▶ _Document excerpt_:
* BEGIN *
Seale Park playground, Palo Alto

Here is a photo of the basketball court at Henry W. Seale Park (formerly known as Stockton Park) in Palo Alto. The PAHA calls it a “multipurpose bowl with basketball hoop.” It is quite near to 3134 Greer, where Kent lived from 7th grade on, and where he and Jerry Chang, and Mark House, famously (at least, according to Kristin Huckshorn of the San Jose Mercury News) would in the driveway bounce the basketball for hours on end, and where, not entirely incidentally, Lockhart helped his mother Marlinda Fitzgerald design and install a very unique surviving garden, itself fit for either PAPAC attention or Steve Staiger’s files as an arts landmark.  Kent later said that carrying and placing the 50-pound boulders, which supposedly came from San Simeon with the direct permission of William Randolph Hearst, was equivalent to putting in that many hours in the weight room. When they weren’t in the drive way, they were often around the corner at the single hoop at Seale Park; Kent and I re-lived those days in a shootaround in 1988, the year he was MVP of the SF Pro Am league that also featured NBA’s Scooter Barry and Lester Conner.
* END *
▶ _Point-based annotation data_:
* BEGIN *
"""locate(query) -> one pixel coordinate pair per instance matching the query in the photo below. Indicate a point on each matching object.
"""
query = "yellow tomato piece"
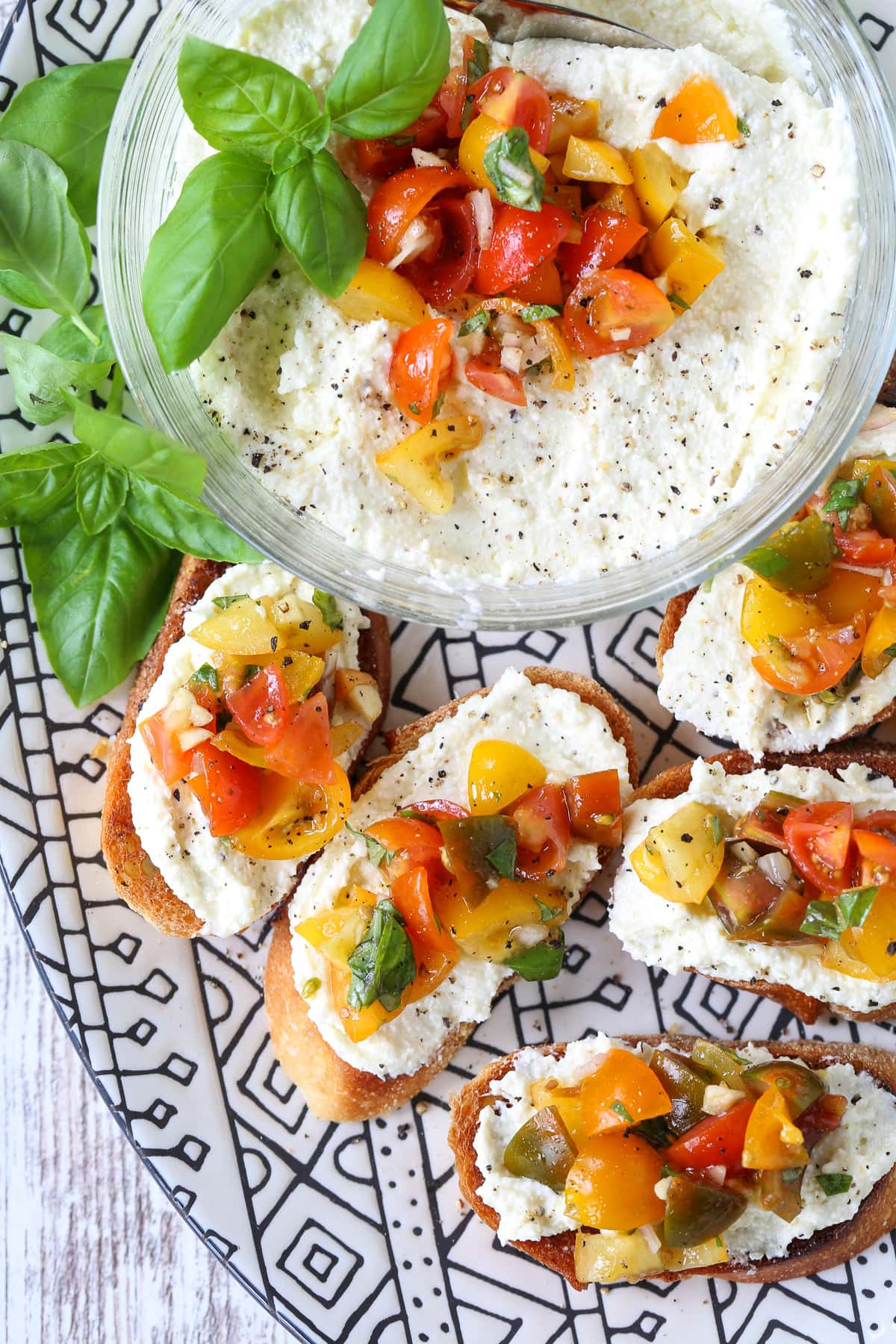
(376, 292)
(610, 1183)
(242, 628)
(697, 114)
(687, 264)
(657, 181)
(499, 774)
(547, 1092)
(680, 858)
(768, 612)
(476, 140)
(880, 643)
(622, 1090)
(773, 1142)
(595, 161)
(571, 117)
(415, 463)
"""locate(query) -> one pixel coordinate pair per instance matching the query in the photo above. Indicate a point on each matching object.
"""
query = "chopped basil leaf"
(329, 611)
(543, 961)
(509, 168)
(207, 675)
(833, 1183)
(503, 859)
(223, 603)
(539, 312)
(830, 918)
(477, 322)
(376, 853)
(383, 962)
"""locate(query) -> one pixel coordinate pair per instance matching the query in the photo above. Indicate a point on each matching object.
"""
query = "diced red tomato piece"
(608, 237)
(164, 749)
(304, 750)
(521, 240)
(261, 706)
(865, 547)
(444, 277)
(715, 1142)
(487, 373)
(541, 824)
(615, 309)
(818, 839)
(399, 201)
(514, 100)
(594, 804)
(228, 789)
(421, 367)
(410, 895)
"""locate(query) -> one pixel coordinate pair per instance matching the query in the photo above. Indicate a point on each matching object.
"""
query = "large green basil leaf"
(240, 101)
(187, 527)
(321, 218)
(99, 600)
(141, 450)
(45, 255)
(100, 492)
(42, 379)
(67, 114)
(391, 70)
(214, 248)
(35, 480)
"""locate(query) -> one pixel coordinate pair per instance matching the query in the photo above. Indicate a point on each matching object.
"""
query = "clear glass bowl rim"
(136, 191)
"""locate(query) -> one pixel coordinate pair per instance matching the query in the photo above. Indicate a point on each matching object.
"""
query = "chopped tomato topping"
(399, 201)
(421, 367)
(521, 240)
(615, 309)
(487, 373)
(304, 750)
(608, 237)
(228, 789)
(817, 840)
(261, 706)
(541, 824)
(715, 1142)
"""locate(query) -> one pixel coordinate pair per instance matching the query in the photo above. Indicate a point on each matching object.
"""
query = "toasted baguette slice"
(136, 878)
(875, 756)
(830, 1246)
(334, 1089)
(673, 616)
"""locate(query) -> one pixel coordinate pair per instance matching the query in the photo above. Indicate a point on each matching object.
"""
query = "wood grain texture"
(93, 1253)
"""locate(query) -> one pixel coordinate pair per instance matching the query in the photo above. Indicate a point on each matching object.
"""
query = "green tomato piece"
(541, 1149)
(696, 1213)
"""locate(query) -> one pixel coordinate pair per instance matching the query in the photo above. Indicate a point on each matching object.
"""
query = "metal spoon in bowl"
(514, 20)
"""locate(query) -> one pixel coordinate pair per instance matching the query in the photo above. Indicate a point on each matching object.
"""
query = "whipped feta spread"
(864, 1145)
(568, 738)
(677, 937)
(227, 890)
(709, 678)
(652, 443)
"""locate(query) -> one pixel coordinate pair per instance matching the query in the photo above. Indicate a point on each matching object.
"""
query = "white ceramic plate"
(348, 1233)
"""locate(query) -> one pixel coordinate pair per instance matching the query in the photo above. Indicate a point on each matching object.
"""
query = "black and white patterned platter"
(349, 1233)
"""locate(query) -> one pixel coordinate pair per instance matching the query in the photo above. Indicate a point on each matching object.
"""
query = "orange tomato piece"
(610, 1183)
(697, 114)
(622, 1090)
* END *
▶ _Objectives_:
1/ Answer these questions about the Seale Park text:
(a) What was Henry W. Seale Park formerly known as?
(b) Where did the 50-pound boulders supposedly come from?
(c) In what year did Kent and the writer have their shootaround?
2/ Pull out each line of the records containing the word "green". Only matches with the same case count.

▶ _Answers to each task_:
1/
(a) Stockton Park
(b) San Simeon, with the direct permission of William Randolph Hearst
(c) 1988

2/
query = "large green basil leaf"
query = "green tomato piece"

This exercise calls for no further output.